En el centro de la capital polaca, Varsovia, hay una calle llamada Nowy Swiat, que significa “calle del Nuevo Mundo”. Construida en el siglo XVIII y principios del XIX en estilo neoclásico y reconstruida meticulosamente para que recupere su aspecto original tras la destrucción casi total de Varsovia por la Alemania nazi en 1944, es el corazón de la Polonia burguesa, el lugar donde los que salieron airosos de la “transición” al capitalismo después de 1989 pueden ir a beber a bares caros, comprar productos de todo tipo a precios desorbitados y, en general, pasear por sus amplias aceras hacia la trampa para turistas que es el casco histórico.
Cualquiera que camine por allí por primera vez notaría la riqueza. Pero casi con seguridad pasaría por alto un pequeño lugar llamado Bar Familjny, una tienda sin pretensiones junto a un café de “estilo francés” llamado Croque Madame y frente al Thai Bali Spa. Pero entrar en él es transportarse a otra zona completamente diferente del paisaje urbano intercambiable del eurocapitalismo contemporáneo.
Bar Familjny es un ejemplo típico —aunque inusualmente céntrico— de lo que en Polonia se denomina bar mleczny, literalmente “bar de leche”. En el mundo angloparlante, este término se usó sobre todo en los años de la posguerra para referirse a bares sin alcohol dirigidos a los menores de edad. Un bar mleczny polaco es un poco diferente; a su modo, es, como institución, el mayor superviviente del legado de la planificación socialista estatal para la alimentación proletaria.
Lo primero que se nota es que la comida es escandalosamente barata. Una vez decidido el plato, se hace cola en un pequeño rincón. Te dan un trozo de papel, lo llevas a un mostrador más grande, desde el que se puede ver la cocina, y se lo das a un miembro del personal uniformado, que suele ser de mediana edad o mayor. Ellos pondrán cada parte de tu comida en el plato. Luego te sientas, comes y, cuando terminas, colocas el plato y los cubiertos en un estante.

Instrucción 1
Responde con datos del texto sobre los bares de leche de Varsovia:
(a) ¿Qué significa el nombre de la calle Nowy Swiat?
(b) ¿Junto a qué café se encuentra Bar Familjny?
(c) ¿Dónde se dejan el plato y los cubiertos al terminar de comer?
Instrucción 2
Reproduce sin cambios el fragmento del texto sobre los bares de leche que va desde "Cualquiera que camine" hasta "del eurocapitalismo contemporáneo.".
Para trabajar con el texto no se necesitan los registros.

Registros extraídos
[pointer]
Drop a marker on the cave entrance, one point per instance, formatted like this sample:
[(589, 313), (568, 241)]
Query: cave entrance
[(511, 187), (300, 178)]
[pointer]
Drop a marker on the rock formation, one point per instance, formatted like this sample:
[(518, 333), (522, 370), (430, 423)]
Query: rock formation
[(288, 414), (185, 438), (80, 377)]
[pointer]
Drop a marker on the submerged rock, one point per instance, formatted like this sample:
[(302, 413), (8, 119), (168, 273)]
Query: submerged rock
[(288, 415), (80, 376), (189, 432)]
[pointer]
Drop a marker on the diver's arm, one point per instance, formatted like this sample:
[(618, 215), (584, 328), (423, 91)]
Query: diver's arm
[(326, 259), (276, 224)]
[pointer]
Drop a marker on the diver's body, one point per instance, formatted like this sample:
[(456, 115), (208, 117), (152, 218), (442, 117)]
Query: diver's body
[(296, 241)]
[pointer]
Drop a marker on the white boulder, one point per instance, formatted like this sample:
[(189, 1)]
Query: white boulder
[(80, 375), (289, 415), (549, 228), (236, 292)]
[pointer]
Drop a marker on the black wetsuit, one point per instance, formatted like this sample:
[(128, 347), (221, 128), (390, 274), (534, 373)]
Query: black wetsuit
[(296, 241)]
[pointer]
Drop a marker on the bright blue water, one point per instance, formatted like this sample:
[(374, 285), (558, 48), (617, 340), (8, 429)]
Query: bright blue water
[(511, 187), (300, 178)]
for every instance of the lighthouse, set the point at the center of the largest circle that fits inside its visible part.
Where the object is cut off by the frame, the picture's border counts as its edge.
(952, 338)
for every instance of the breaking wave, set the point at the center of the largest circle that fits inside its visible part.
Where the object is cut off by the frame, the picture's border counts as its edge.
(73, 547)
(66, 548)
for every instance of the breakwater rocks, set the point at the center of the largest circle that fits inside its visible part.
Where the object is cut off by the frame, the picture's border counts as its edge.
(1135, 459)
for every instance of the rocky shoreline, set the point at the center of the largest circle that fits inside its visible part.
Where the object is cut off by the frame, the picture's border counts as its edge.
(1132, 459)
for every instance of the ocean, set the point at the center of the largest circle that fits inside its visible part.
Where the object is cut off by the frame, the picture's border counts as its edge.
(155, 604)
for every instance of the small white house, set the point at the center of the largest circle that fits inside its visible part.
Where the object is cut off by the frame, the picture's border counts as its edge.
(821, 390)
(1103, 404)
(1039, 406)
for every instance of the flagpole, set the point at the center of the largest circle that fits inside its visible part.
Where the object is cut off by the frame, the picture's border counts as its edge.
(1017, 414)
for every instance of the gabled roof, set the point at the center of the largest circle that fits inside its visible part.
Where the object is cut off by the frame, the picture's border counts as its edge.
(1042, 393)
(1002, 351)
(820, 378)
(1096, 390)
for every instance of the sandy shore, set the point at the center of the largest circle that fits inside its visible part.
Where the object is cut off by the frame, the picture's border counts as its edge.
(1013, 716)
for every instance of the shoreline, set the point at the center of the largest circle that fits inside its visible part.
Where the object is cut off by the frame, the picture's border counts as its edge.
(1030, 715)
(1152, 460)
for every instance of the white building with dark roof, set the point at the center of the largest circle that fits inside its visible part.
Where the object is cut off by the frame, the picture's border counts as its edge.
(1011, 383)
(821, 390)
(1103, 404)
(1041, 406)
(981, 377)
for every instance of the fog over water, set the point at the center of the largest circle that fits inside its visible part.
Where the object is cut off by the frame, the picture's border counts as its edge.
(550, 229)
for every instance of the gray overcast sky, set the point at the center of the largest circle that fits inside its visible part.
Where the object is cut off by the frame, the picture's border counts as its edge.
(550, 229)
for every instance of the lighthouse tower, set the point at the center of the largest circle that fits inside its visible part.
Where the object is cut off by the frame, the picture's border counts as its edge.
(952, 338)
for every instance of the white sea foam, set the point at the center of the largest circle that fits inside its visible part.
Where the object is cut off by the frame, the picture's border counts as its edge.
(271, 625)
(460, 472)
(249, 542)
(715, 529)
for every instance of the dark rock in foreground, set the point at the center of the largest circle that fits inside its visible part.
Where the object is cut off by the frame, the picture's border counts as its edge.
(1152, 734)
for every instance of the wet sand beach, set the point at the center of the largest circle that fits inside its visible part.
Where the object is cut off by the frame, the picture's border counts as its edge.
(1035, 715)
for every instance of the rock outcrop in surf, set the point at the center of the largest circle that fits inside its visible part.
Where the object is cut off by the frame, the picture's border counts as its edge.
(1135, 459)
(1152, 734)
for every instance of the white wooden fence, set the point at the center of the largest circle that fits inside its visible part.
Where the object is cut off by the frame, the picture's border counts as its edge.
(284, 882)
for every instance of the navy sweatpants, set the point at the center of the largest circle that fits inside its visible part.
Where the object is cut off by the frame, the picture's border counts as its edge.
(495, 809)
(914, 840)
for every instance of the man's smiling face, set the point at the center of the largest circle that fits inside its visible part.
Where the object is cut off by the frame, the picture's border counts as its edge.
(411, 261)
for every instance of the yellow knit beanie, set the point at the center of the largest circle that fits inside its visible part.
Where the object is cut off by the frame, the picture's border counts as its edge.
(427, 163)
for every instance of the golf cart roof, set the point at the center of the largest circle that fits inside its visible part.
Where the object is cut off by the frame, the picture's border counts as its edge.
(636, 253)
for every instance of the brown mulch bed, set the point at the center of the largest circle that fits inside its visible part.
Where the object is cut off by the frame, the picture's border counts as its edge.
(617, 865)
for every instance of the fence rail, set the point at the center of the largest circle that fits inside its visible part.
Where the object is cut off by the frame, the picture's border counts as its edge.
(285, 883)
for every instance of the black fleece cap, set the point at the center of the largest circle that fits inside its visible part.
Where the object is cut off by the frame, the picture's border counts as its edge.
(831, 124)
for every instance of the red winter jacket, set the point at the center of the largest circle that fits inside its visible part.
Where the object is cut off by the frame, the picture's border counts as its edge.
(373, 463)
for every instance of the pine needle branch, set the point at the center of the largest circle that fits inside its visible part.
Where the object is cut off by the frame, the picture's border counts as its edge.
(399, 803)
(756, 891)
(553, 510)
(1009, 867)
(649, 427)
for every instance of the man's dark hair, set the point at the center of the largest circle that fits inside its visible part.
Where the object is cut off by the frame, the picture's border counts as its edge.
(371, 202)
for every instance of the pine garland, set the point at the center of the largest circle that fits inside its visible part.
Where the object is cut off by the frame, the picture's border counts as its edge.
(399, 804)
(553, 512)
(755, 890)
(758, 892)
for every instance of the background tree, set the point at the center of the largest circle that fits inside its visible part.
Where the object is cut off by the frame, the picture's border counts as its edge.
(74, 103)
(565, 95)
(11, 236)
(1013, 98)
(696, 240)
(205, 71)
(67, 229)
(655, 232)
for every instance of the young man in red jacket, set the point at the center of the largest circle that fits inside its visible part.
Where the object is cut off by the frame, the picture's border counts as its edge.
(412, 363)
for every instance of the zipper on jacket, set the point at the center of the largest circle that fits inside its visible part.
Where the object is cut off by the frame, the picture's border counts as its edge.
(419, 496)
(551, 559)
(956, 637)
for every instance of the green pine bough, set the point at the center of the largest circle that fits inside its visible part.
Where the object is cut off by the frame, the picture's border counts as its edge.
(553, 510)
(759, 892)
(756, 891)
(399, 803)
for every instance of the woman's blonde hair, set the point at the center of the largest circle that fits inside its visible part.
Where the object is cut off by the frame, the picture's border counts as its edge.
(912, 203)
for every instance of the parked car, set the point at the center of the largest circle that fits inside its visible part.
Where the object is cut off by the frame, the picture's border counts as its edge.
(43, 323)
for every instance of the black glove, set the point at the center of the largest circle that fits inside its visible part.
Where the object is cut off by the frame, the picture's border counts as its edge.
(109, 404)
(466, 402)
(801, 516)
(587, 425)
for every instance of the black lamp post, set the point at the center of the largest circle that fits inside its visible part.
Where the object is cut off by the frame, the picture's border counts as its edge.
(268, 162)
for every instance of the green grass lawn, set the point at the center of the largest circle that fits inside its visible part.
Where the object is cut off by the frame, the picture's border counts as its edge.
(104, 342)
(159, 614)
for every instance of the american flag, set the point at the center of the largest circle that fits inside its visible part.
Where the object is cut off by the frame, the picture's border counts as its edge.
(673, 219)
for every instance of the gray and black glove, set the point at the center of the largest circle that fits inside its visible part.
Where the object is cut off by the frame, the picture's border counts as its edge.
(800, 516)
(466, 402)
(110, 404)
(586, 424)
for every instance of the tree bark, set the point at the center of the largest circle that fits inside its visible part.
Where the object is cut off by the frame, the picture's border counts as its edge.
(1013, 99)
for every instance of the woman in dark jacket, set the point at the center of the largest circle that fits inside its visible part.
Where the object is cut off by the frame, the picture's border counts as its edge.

Respuesta completa 1
(a) Significa "calle del Nuevo Mundo".
(b) Junto a un café de "estilo francés" llamado Croque Madame.
(c) En un estante.

Respuesta completa 2
Cualquiera que camine por allí por primera vez notaría la riqueza. Pero casi con seguridad pasaría por alto un pequeño lugar llamado Bar Familjny, una tienda sin pretensiones junto a un café de “estilo francés” llamado Croque Madame y frente al Thai Bali Spa. Pero entrar en él es transportarse a otra zona completamente diferente del paisaje urbano intercambiable del eurocapitalismo contemporáneo.